-- BEGIN --

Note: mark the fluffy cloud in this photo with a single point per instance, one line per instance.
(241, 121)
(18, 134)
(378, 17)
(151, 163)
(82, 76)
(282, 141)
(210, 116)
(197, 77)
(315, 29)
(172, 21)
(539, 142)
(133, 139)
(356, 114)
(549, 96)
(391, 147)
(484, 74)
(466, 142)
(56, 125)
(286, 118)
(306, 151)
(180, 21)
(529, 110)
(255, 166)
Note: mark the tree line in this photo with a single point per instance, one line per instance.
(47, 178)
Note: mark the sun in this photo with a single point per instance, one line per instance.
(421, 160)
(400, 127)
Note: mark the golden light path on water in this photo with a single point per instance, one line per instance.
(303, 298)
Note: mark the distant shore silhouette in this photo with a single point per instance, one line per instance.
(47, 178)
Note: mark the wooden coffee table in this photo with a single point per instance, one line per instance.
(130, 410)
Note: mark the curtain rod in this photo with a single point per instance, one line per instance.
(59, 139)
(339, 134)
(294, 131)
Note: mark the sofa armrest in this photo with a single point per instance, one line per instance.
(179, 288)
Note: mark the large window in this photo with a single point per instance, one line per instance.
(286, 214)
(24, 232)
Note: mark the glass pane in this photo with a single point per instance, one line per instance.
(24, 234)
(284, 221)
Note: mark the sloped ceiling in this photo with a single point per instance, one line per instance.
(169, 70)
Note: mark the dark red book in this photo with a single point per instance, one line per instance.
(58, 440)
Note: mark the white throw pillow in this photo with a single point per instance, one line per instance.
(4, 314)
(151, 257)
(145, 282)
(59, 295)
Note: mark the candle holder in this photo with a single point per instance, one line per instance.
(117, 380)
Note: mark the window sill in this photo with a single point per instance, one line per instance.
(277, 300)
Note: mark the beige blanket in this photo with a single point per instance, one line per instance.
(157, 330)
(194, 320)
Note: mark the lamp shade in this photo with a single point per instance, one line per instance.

-- END --

## Task
Each record should come back exactly as written.

## Written answer
Note: mark the fluffy cloud in this photo with a single point per instance, one line per instance.
(241, 121)
(18, 134)
(378, 17)
(151, 163)
(82, 76)
(282, 141)
(210, 116)
(197, 77)
(315, 29)
(172, 21)
(539, 142)
(133, 139)
(356, 114)
(549, 96)
(391, 147)
(484, 74)
(466, 142)
(56, 125)
(286, 118)
(306, 151)
(180, 21)
(529, 110)
(255, 166)
Note: mark the tree line in this photo with a single point per instance, one line per instance.
(47, 178)
Note: mark the sun in this photo with a single point per instance, one line per instance.
(421, 160)
(400, 127)
Note: mark the golden light path on water in this photo with a single point per instance, one line per instance.
(303, 298)
Note: mark the distant shore silhouette in this photo with a single point per instance, one line per instance.
(47, 178)
Note: mark the wooden coffee table in this photo with a single point per instance, one line per instance.
(130, 410)
Note: mark the curtain rod in this photo with a single point per instance, one line per instance.
(59, 139)
(339, 134)
(294, 131)
Note: mark the sofa armrest in this photo with a single point per instance, one line per instance.
(179, 288)
Note: mark the large window in this photo with a single point per instance, one line per instance.
(286, 214)
(24, 232)
Note: mark the glass pane in this photo with a single point per instance, one line per instance.
(24, 234)
(284, 221)
Note: mark the sloped ceiling in this photo with a single point per instance, one line per instance.
(169, 70)
Note: mark the dark red book in this photo with a single point per instance, one line per instance.
(58, 440)
Note: mark the white throw pillow in this photo with a single point per instance, one line per instance.
(4, 314)
(151, 257)
(145, 282)
(59, 295)
Note: mark the candle holder in this photo with a single point per instance, one line per instance.
(117, 380)
Note: mark the window sill in this photo with a single point per instance, one line per instance.
(277, 300)
Note: mark the beige blanket in this photo with a single point per instance, one line per instance.
(157, 330)
(194, 320)
Note: mark the lamp shade in this photo with a single point per instance, one line per instance.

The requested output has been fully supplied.